Problem details: Pull out every line of the records below that contains the word "bathtub". Case counts.
+++ Record excerpts
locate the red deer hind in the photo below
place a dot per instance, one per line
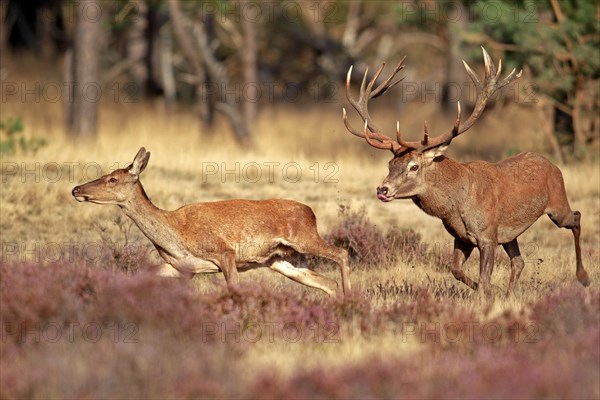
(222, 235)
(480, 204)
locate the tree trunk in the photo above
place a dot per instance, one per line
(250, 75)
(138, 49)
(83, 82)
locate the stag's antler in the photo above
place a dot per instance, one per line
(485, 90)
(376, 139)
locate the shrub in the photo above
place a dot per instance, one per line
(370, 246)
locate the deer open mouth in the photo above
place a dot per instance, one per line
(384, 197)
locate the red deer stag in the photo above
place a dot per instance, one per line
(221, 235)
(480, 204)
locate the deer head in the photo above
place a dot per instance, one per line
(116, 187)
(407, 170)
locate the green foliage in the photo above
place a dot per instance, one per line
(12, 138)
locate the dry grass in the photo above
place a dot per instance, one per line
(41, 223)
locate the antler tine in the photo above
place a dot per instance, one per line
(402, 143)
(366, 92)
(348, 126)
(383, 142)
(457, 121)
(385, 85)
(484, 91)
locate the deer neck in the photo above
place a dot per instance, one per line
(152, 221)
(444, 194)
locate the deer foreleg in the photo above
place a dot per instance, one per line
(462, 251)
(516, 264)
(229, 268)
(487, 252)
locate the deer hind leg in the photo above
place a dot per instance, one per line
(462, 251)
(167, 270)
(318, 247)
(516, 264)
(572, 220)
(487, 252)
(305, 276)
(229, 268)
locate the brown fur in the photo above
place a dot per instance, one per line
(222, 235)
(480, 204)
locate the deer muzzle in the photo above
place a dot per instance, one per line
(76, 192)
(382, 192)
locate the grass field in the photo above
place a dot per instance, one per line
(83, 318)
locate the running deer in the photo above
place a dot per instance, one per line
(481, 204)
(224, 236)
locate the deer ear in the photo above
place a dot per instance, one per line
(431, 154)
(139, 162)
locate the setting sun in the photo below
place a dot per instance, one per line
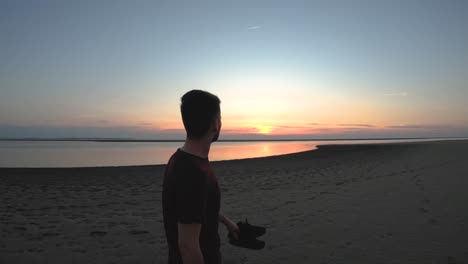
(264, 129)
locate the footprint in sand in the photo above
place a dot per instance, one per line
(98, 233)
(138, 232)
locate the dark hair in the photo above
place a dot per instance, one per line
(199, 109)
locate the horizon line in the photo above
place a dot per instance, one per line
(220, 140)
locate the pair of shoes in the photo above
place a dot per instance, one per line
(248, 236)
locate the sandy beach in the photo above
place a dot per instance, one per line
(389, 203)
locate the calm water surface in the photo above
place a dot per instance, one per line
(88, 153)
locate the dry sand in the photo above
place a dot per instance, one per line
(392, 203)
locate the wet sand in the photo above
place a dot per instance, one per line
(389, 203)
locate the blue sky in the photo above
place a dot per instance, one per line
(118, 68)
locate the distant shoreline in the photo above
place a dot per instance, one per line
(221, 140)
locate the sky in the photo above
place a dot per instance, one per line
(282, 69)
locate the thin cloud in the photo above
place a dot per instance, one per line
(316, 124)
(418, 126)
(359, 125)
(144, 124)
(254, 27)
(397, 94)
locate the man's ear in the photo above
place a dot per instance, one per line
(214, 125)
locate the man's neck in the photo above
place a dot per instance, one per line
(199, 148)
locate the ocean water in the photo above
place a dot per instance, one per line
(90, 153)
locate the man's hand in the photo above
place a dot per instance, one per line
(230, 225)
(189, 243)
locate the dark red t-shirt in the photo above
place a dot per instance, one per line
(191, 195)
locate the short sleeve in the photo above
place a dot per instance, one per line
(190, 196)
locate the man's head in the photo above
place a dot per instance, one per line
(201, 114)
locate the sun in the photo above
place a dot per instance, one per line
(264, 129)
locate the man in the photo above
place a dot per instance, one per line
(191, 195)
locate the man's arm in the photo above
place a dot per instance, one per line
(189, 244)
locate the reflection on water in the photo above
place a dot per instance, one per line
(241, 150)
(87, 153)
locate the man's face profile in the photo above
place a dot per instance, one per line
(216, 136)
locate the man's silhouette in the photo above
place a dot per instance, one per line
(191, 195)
++++++
+++ Record excerpts
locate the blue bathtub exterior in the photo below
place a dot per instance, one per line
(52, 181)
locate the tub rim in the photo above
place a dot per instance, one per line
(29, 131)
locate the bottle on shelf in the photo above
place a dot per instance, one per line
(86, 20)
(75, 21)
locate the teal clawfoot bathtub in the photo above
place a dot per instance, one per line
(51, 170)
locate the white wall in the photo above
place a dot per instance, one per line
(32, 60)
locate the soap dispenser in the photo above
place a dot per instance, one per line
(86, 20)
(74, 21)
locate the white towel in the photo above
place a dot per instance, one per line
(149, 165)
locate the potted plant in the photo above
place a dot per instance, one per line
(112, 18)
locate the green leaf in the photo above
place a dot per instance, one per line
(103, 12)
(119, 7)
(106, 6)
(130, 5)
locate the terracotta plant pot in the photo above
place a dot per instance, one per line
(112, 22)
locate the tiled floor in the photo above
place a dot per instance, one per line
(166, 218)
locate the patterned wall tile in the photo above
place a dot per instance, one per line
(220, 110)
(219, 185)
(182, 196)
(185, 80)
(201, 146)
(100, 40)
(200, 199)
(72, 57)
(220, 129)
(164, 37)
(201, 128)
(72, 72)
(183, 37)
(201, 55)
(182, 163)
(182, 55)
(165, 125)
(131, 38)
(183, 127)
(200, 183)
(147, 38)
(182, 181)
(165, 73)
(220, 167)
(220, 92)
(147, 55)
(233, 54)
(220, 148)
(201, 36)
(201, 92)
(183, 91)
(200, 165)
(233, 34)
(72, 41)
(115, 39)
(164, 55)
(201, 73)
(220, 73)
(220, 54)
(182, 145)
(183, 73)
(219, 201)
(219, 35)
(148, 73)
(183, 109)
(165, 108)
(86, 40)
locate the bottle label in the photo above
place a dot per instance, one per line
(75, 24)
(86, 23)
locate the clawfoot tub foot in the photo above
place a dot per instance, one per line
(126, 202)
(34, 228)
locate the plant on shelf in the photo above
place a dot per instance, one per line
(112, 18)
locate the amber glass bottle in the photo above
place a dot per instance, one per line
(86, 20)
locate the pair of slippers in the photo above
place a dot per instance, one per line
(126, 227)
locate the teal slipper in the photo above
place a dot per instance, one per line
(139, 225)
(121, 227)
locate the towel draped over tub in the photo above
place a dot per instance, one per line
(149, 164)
++++++
+++ Record excerpts
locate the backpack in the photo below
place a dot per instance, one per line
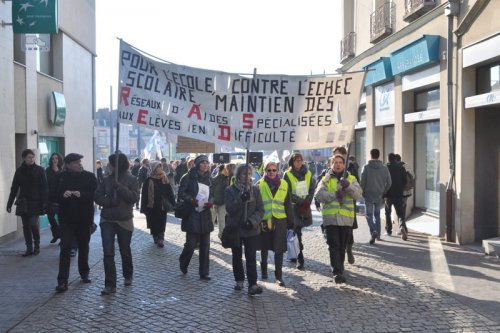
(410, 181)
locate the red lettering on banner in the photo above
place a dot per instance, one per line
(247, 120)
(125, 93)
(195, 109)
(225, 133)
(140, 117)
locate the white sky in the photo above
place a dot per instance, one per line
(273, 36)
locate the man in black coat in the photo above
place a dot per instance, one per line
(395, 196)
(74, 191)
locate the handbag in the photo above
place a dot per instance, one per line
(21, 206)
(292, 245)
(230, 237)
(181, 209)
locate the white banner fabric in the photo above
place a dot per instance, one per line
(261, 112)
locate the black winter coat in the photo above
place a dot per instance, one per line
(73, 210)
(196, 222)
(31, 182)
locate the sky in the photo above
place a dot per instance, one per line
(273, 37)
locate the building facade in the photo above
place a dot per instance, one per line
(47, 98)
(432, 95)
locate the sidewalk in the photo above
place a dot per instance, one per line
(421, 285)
++++++
Result of this exercise:
locate the blue bathtub exterior in the photo below
locate the teal clawfoot bathtub in the photo above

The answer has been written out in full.